→ PAGE

Consider $$(f, \mu)$$ a distributional estimation problem, $$\hat{P}$$, $$\hat{Q}$$ $$(poly,rlog)$$-predictors. Suppose $$p: {\mathbb{N}}^2 \rightarrow {\mathbb{N}}$$ a polynomial, $$\phi \in \Phi$$ and $$\delta \in \mathcal{E}_{2(ll,\phi)}$$ are s.t.

$\forall i,k,j \in {\mathbb{N}}: \operatorname{E}[(\hat{P}^{k,p(k,j)+i}-f)^2] \leq \operatorname{E}[(\hat{Q}^{kj}-f)^2] + \delta(k,j)$

Then $$\exists \delta' \in \mathcal{E}_{2(ll,\phi)}$$ s.t.

$\operatorname{E}[(\hat{P}^{kj}-f)^2] \leq \operatorname{E}[(\hat{Q}^{kj}-f)^2] + \delta'(k,j)$

The proof of Lemma A.1 is analogous to before and we omit it.

## Appendix B

The following is a slightly stronger version of one direction of the orthogonality lemma.

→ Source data
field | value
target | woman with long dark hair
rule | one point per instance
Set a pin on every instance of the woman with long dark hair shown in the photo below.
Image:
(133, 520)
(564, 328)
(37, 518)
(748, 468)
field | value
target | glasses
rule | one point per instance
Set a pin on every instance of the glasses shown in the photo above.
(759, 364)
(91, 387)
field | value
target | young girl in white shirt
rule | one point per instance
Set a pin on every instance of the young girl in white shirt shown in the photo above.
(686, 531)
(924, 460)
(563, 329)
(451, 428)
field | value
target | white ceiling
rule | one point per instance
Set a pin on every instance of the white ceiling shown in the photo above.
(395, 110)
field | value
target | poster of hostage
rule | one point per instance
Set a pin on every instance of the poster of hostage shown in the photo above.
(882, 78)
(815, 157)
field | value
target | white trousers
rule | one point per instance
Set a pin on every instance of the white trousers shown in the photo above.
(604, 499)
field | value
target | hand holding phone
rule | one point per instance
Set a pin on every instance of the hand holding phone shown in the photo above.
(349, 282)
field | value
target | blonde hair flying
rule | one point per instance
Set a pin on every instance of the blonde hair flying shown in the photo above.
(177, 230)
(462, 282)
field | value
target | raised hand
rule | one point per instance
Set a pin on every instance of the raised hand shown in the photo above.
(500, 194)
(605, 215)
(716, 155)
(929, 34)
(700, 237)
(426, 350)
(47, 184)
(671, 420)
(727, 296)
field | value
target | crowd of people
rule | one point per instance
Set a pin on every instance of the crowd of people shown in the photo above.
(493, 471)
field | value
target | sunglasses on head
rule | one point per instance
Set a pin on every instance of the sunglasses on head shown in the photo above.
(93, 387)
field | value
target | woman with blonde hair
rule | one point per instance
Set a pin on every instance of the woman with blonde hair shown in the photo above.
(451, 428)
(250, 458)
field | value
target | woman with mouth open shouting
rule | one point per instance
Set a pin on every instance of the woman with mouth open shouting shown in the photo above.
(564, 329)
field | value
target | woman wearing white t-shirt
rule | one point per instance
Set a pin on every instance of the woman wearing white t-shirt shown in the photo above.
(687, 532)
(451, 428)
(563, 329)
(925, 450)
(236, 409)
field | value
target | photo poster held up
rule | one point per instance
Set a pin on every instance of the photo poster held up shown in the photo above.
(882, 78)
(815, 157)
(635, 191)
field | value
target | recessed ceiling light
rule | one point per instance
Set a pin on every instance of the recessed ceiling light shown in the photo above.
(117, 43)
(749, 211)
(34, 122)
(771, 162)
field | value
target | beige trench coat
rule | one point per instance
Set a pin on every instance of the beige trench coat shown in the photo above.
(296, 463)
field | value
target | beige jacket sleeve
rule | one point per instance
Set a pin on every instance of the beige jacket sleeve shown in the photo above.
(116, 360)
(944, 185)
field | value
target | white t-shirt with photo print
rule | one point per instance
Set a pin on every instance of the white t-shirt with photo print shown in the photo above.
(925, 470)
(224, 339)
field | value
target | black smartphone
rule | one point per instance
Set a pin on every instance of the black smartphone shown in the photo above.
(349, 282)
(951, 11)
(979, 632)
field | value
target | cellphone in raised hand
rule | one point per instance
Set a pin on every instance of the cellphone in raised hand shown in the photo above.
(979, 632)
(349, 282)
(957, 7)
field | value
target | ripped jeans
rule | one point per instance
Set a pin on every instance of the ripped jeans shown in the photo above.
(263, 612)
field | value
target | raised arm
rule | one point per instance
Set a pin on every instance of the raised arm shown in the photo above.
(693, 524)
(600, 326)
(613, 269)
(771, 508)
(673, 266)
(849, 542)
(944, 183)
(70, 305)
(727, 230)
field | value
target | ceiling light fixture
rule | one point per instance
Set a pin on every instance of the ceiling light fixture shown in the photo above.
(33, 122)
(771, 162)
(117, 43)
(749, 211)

→ SHORT TASK
Set down everything in the passage from "The proof of" down to "the orthogonality lemma.", with no changes. Rely only on the passage for this work.

→ SOLUTION TO THIS TASK
The proof of Lemma A.1 is analogous to before and we omit it.

## Appendix B

The following is a slightly stronger version of one direction of the orthogonality lemma.